╔══

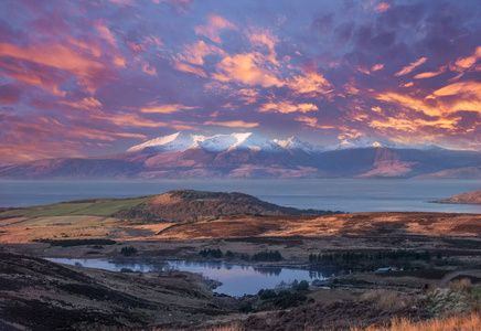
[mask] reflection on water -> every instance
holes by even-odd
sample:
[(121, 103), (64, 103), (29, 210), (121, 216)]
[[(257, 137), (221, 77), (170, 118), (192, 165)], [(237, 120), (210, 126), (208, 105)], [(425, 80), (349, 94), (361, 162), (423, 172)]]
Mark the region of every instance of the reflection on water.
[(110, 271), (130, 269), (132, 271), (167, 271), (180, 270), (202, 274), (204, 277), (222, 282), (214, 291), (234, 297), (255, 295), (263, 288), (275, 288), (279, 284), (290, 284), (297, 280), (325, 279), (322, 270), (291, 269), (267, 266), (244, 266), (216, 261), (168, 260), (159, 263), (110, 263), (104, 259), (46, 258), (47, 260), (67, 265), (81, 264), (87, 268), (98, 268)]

╚══
╔══

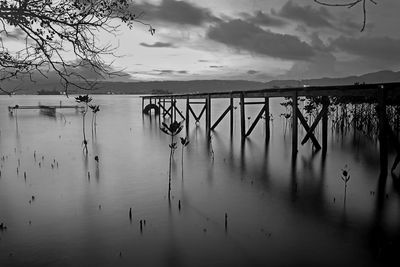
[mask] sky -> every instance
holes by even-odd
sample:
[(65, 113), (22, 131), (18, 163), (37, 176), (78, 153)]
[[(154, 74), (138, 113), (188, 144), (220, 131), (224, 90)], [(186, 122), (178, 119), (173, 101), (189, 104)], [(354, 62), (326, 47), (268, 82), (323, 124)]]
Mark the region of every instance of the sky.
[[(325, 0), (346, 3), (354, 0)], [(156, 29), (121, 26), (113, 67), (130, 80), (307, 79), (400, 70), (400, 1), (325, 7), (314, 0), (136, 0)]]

╚══

Reproduce everything from the line containing "[mask] sky -> every instance" down to the line containing "0), (136, 0)]]", substituting "horizon" for "sky" and leaving all else unchanged.

**Solution:**
[mask] horizon -> every instance
holes by even-odd
sample:
[(65, 113), (22, 131), (18, 163), (37, 176), (78, 153)]
[[(154, 74), (138, 113), (188, 144), (220, 131), (224, 90)], [(186, 122), (178, 119), (173, 101), (189, 104)], [(354, 62), (326, 47), (268, 82), (323, 124)]]
Mark the region of every instance of the horizon.
[[(325, 0), (346, 3), (354, 0)], [(156, 29), (121, 26), (113, 67), (130, 80), (307, 79), (400, 70), (400, 1), (325, 7), (314, 0), (136, 0)]]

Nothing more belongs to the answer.